_Requirement_
The reply should reproduce every line of the data below word for word, minus any images.

_Data for the task_
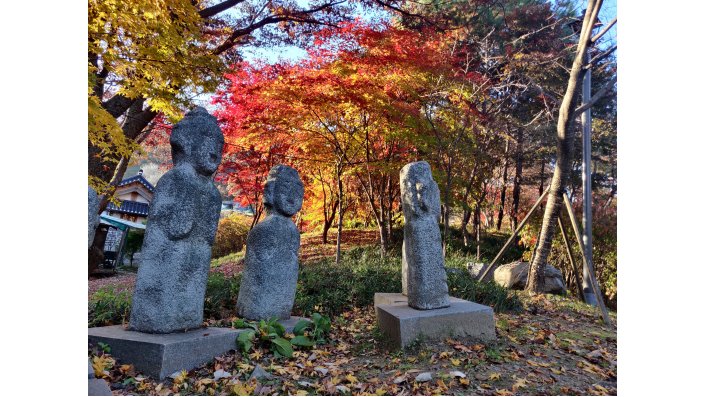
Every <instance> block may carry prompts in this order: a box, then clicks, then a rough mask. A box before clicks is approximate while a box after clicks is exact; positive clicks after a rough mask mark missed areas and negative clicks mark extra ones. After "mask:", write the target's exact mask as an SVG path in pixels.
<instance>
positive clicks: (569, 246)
mask: <svg viewBox="0 0 705 397" xmlns="http://www.w3.org/2000/svg"><path fill="white" fill-rule="evenodd" d="M558 228H559V229H560V231H561V236H563V243H565V250H566V251H567V252H568V261H570V266H572V268H573V274H575V289H577V290H578V296H580V300H582V301H583V302H585V296H583V289H582V288H580V272H579V271H578V265H577V264H576V263H575V259H573V251H571V250H570V244H568V234H567V233H566V232H565V227H563V221H562V220H561V217H560V216H559V217H558Z"/></svg>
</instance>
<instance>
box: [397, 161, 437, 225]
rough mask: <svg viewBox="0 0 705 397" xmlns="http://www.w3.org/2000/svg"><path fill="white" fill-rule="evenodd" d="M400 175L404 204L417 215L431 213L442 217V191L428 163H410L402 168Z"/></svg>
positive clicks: (412, 212) (419, 162)
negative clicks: (441, 213)
mask: <svg viewBox="0 0 705 397" xmlns="http://www.w3.org/2000/svg"><path fill="white" fill-rule="evenodd" d="M400 176H401V182H402V183H401V185H402V186H401V188H402V205H403V206H404V207H406V208H407V210H410V211H411V213H413V214H414V215H416V216H423V215H425V214H431V215H433V216H434V217H440V214H441V201H440V191H439V190H438V185H437V184H436V182H435V181H434V180H433V176H432V175H431V167H430V166H429V165H428V163H426V162H425V161H419V162H416V163H411V164H408V165H406V166H405V167H404V168H402V171H401V175H400ZM411 213H409V215H411ZM405 216H406V210H405Z"/></svg>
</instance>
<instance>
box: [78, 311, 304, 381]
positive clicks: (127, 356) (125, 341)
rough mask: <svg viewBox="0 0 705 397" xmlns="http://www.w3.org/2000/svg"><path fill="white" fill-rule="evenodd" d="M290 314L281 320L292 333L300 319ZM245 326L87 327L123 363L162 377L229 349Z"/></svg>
mask: <svg viewBox="0 0 705 397" xmlns="http://www.w3.org/2000/svg"><path fill="white" fill-rule="evenodd" d="M302 319H304V320H308V319H306V318H302V317H294V316H292V317H291V318H289V319H288V320H285V321H280V322H281V323H282V325H284V328H286V332H288V333H291V332H292V331H293V329H294V326H295V325H296V323H297V322H299V320H302ZM243 331H245V330H244V329H233V328H215V327H211V328H200V329H196V330H191V331H188V332H174V333H170V334H147V333H143V332H136V331H129V330H127V329H125V328H124V327H123V326H122V325H113V326H109V327H95V328H88V341H89V342H91V343H95V344H97V343H98V342H102V343H106V344H108V345H109V346H110V354H111V355H112V356H113V357H115V358H117V359H118V360H120V362H121V363H123V364H133V365H134V366H135V369H136V370H137V371H138V372H142V373H143V374H145V375H147V376H150V377H152V378H154V379H158V380H162V379H164V378H166V377H167V376H169V375H171V374H173V373H174V372H177V371H181V370H186V371H189V370H191V369H193V368H196V367H198V366H199V365H201V364H205V363H207V362H208V361H210V360H212V359H213V358H215V357H217V356H220V355H223V354H225V353H227V352H228V351H230V350H237V345H236V343H235V340H236V339H237V336H238V335H239V334H240V333H241V332H243Z"/></svg>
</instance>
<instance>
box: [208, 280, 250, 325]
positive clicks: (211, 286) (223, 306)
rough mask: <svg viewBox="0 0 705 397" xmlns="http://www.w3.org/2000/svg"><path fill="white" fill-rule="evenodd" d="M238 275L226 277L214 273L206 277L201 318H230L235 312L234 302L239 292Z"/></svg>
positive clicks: (239, 285) (239, 282)
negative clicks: (203, 297)
mask: <svg viewBox="0 0 705 397" xmlns="http://www.w3.org/2000/svg"><path fill="white" fill-rule="evenodd" d="M240 278H241V276H240V275H239V274H237V275H235V276H234V277H226V276H224V275H223V274H221V273H218V272H214V273H211V274H210V275H209V276H208V284H207V285H206V298H205V301H204V302H203V317H204V318H207V319H208V318H211V319H224V318H228V317H231V316H232V315H233V314H234V311H235V300H236V299H237V294H238V292H239V290H240Z"/></svg>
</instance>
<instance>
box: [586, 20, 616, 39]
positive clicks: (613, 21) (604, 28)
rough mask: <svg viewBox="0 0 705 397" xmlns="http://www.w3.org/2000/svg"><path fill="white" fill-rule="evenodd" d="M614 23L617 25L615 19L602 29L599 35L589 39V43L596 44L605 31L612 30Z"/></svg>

_Result below_
Every <instance> block may carry prompts in this order: a box, then clicks, then a rough mask. A box before clicks is approximate while a box after clicks is exact; positive clicks after a rough mask mark missed areas and negative clicks mark extra ones. After "mask:", write the target's exact mask as an SVG path in pixels.
<instance>
positive clicks: (569, 246)
mask: <svg viewBox="0 0 705 397" xmlns="http://www.w3.org/2000/svg"><path fill="white" fill-rule="evenodd" d="M558 228H559V229H560V231H561V236H563V243H565V250H566V251H567V252H568V261H570V266H572V268H573V274H575V289H577V290H578V296H580V300H582V301H583V302H585V296H583V289H582V288H580V272H579V271H578V265H577V264H576V263H575V259H573V251H571V250H570V244H568V234H567V233H566V232H565V227H563V221H562V220H561V217H560V216H559V217H558Z"/></svg>
</instance>
<instance>
box: [397, 161, 437, 225]
rough mask: <svg viewBox="0 0 705 397" xmlns="http://www.w3.org/2000/svg"><path fill="white" fill-rule="evenodd" d="M400 175L404 204L417 215L431 213L442 217V191L428 163H410L402 168Z"/></svg>
positive clicks: (412, 212) (419, 162)
negative clicks: (441, 213)
mask: <svg viewBox="0 0 705 397" xmlns="http://www.w3.org/2000/svg"><path fill="white" fill-rule="evenodd" d="M400 176H401V182H402V183H401V185H402V186H401V188H402V205H403V206H404V207H406V208H407V210H410V211H411V213H413V214H414V215H416V216H423V215H425V214H431V215H433V216H434V217H440V214H441V201H440V191H439V190H438V185H437V184H436V182H435V181H434V180H433V176H432V175H431V167H430V166H429V165H428V163H426V162H425V161H419V162H416V163H411V164H408V165H406V166H405V167H404V168H402V171H401V175H400ZM411 213H409V215H411ZM405 216H406V210H405Z"/></svg>
</instance>
<instance>
box: [78, 311, 304, 381]
positive clicks: (127, 356) (125, 341)
rough mask: <svg viewBox="0 0 705 397" xmlns="http://www.w3.org/2000/svg"><path fill="white" fill-rule="evenodd" d="M290 314L281 320L292 333L300 319ZM245 326L87 327L123 363L162 377L229 349Z"/></svg>
mask: <svg viewBox="0 0 705 397" xmlns="http://www.w3.org/2000/svg"><path fill="white" fill-rule="evenodd" d="M302 319H304V320H308V319H306V318H302V317H294V316H292V317H291V318H289V319H288V320H285V321H280V322H281V323H282V325H284V328H286V332H288V333H291V332H292V331H293V329H294V326H295V325H296V323H297V322H299V320H302ZM243 331H245V330H244V329H233V328H215V327H211V328H200V329H196V330H191V331H188V332H174V333H170V334H147V333H143V332H136V331H129V330H127V329H125V328H124V327H123V326H122V325H113V326H109V327H95V328H88V341H89V342H91V343H95V344H97V343H98V342H102V343H106V344H108V345H109V346H110V354H111V355H112V356H113V357H115V358H117V359H118V360H120V362H121V363H123V364H133V365H134V366H135V369H136V370H137V371H138V372H142V373H143V374H145V375H147V376H150V377H152V378H154V379H158V380H162V379H164V378H166V377H167V376H169V375H171V374H173V373H174V372H177V371H181V370H186V371H189V370H191V369H193V368H196V367H198V366H199V365H201V364H205V363H207V362H208V361H210V360H212V359H213V358H215V357H217V356H220V355H223V354H225V353H227V352H228V351H230V350H237V345H236V343H235V340H236V339H237V336H238V335H239V334H240V333H241V332H243Z"/></svg>
</instance>
<instance>
box: [208, 280, 250, 325]
positive clicks: (211, 286) (223, 306)
rough mask: <svg viewBox="0 0 705 397" xmlns="http://www.w3.org/2000/svg"><path fill="white" fill-rule="evenodd" d="M238 275L226 277L214 273L206 277L201 318H230L235 312L234 302L239 292Z"/></svg>
positive clicks: (239, 285) (239, 282)
negative clicks: (203, 297)
mask: <svg viewBox="0 0 705 397" xmlns="http://www.w3.org/2000/svg"><path fill="white" fill-rule="evenodd" d="M240 278H241V276H240V275H239V274H237V275H235V276H234V277H226V276H224V275H223V274H221V273H218V272H214V273H211V274H210V275H209V276H208V284H207V285H206V298H205V301H204V302H203V317H204V318H207V319H208V318H211V319H224V318H228V317H231V316H232V315H233V314H234V311H235V300H236V299H237V294H238V292H239V290H240Z"/></svg>
</instance>
<instance>
box: [586, 20, 616, 39]
positive clicks: (613, 21) (604, 28)
rough mask: <svg viewBox="0 0 705 397" xmlns="http://www.w3.org/2000/svg"><path fill="white" fill-rule="evenodd" d="M614 23L617 25L615 19L602 29L599 35L589 39V43L596 44L605 31L612 30Z"/></svg>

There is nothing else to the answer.